▸ Exercise requirements:
An exact transcript is needed of the material below, beginning at the line that contains "Return the outline of every instance of the white" and continuing through its last line; nothing else should appear.

▸ Available records:
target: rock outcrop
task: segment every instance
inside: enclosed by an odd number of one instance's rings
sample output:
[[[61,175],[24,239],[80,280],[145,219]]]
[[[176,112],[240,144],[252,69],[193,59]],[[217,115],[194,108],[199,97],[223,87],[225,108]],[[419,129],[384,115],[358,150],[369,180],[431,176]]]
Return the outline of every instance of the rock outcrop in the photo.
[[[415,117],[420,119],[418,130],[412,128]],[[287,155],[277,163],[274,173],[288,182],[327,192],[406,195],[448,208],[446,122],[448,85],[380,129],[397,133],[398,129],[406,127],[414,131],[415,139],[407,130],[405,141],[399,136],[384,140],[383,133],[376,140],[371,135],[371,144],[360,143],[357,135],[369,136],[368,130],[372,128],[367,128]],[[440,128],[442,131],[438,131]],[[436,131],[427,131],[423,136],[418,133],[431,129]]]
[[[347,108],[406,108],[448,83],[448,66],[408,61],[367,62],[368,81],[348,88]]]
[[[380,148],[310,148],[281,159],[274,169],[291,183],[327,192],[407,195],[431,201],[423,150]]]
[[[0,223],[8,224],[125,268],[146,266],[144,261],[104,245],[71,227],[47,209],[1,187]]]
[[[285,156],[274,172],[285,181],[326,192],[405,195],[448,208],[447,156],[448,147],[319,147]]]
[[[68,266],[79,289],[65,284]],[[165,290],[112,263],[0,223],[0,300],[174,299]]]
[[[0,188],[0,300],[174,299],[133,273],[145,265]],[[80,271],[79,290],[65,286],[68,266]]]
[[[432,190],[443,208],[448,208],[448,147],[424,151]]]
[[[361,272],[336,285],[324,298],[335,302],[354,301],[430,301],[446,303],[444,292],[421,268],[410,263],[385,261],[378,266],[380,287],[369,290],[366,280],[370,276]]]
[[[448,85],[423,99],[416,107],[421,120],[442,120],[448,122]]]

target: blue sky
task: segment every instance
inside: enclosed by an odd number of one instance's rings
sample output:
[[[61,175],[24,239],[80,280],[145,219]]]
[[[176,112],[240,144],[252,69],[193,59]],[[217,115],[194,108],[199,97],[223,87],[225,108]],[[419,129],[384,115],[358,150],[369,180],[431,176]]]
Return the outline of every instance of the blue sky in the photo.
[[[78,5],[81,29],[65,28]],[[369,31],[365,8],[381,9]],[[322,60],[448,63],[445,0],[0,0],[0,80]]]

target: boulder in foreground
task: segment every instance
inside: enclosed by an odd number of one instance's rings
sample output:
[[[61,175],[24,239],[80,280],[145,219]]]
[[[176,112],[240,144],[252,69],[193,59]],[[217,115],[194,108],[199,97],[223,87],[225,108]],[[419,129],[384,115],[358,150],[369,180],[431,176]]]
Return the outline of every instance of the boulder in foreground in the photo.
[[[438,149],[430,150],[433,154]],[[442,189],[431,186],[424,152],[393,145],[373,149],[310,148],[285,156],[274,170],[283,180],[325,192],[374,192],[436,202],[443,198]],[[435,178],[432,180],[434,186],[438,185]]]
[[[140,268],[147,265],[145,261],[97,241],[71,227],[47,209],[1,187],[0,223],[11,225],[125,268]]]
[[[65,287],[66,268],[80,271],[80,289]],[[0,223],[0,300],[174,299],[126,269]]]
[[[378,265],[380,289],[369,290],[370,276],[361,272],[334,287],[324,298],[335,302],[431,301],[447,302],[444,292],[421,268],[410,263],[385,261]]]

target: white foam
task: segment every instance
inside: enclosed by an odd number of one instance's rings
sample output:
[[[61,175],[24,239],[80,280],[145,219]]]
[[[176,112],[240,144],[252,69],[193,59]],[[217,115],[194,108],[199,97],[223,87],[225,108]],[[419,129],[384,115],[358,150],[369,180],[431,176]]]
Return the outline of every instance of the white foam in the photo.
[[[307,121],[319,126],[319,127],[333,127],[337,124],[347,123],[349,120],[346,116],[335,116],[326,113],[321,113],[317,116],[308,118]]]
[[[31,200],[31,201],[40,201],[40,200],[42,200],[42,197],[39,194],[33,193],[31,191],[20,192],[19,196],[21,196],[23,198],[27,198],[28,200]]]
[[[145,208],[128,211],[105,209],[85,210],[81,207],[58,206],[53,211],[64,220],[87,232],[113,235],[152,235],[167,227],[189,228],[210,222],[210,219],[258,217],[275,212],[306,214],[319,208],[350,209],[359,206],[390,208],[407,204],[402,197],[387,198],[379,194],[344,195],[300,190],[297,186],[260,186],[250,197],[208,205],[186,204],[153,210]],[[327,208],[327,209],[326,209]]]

▸ Answer box:
Return the outline of every instance of the white foam in the photo.
[[[307,121],[319,126],[319,127],[333,127],[337,124],[347,123],[349,120],[346,116],[335,116],[326,113],[321,113],[317,116],[308,118]]]
[[[31,200],[31,201],[40,201],[40,200],[42,200],[42,197],[39,194],[33,193],[31,191],[20,192],[19,196],[21,196],[23,198],[27,198],[28,200]]]
[[[145,208],[128,211],[105,209],[85,210],[81,207],[58,206],[53,211],[64,220],[87,232],[113,235],[152,235],[167,227],[189,228],[210,222],[210,219],[258,217],[275,212],[306,214],[319,208],[350,209],[359,206],[390,208],[407,204],[402,197],[387,198],[379,194],[344,195],[300,190],[297,186],[260,186],[250,197],[208,205],[186,204],[153,210]],[[327,208],[327,209],[326,209]]]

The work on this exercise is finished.